• Exercise instructions
Rescale the entries from the line containing "Return one point for each instance of the white curtain" through the end of the entries, inclusive. Rewrite those lines, requests included, with every coordinate in the answers multiplied by 0.2 and rounded to the nearest whole number (halves rounded up), and omit the pictures.

Entries from a dataset
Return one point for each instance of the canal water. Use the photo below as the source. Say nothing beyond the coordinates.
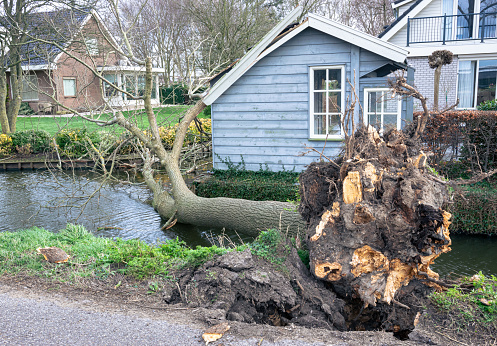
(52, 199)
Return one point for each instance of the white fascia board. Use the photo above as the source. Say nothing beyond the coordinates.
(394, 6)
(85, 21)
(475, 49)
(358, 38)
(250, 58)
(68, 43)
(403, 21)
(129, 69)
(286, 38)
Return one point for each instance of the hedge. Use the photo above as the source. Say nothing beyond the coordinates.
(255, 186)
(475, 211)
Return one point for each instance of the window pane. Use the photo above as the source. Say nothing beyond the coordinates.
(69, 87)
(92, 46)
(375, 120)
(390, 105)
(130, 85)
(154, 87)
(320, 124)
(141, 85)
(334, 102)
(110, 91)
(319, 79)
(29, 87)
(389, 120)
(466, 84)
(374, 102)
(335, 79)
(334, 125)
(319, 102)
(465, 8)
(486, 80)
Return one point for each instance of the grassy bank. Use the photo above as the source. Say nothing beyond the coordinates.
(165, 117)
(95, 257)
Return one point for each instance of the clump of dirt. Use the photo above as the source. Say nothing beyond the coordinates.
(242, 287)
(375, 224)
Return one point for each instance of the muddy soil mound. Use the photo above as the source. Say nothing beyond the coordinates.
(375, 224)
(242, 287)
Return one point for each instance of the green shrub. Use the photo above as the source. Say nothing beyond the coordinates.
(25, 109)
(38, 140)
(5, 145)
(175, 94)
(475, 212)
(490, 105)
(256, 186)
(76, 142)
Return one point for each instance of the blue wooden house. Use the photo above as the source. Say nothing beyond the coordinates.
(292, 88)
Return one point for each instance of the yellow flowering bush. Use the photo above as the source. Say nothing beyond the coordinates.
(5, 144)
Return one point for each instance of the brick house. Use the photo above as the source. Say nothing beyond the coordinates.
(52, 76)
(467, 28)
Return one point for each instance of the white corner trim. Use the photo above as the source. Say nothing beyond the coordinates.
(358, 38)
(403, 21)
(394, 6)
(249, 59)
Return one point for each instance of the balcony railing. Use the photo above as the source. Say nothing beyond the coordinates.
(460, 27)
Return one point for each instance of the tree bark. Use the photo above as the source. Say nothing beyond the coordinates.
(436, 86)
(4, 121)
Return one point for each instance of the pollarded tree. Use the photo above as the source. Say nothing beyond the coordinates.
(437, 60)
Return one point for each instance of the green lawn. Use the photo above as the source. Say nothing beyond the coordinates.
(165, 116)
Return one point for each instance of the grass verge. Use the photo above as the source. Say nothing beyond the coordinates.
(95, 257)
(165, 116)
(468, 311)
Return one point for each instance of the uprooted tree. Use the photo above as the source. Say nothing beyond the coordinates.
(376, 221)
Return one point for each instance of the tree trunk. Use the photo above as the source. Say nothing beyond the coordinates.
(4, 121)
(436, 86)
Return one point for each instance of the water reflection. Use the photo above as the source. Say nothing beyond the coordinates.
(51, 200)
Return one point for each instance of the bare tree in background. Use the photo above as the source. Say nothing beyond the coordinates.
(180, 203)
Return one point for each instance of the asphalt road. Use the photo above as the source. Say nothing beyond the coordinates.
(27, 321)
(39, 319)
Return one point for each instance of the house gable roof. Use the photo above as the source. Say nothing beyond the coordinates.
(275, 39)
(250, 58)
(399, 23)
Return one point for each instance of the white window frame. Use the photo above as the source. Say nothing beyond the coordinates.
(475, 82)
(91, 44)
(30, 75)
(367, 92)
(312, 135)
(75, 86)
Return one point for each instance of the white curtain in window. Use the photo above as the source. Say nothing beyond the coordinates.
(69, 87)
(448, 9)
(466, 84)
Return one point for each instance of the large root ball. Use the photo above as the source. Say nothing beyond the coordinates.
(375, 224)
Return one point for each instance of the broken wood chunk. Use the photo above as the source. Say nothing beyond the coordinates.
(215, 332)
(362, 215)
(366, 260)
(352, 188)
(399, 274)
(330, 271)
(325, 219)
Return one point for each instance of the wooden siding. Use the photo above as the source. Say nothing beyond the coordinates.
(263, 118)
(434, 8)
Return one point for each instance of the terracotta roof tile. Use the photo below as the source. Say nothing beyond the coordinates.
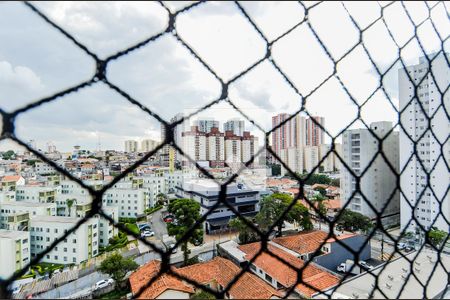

• Written solution
Return one point for each instance of the white curtain in window. Use the photo above as the source. Say nothing beyond the coordinates.
(14, 17)
(90, 2)
(93, 17)
Return one point for each instance of the large root ball. Use the photo above as the source. Say nothing beyond the coordinates.
(75, 45)
Return one point for each instance of the broken wood chunk. Use the photo above as the source. Say nothing beyond the coordinates.
(43, 66)
(72, 43)
(73, 52)
(70, 38)
(80, 55)
(66, 54)
(65, 44)
Return one point for each instance of the wooden siding. Use the photo above as the source. Say nothing beyond the coordinates.
(53, 24)
(87, 2)
Return one point for each instance of the terracotta roof tile. Use the photo below as the source. Say nothing beyond the coordinates.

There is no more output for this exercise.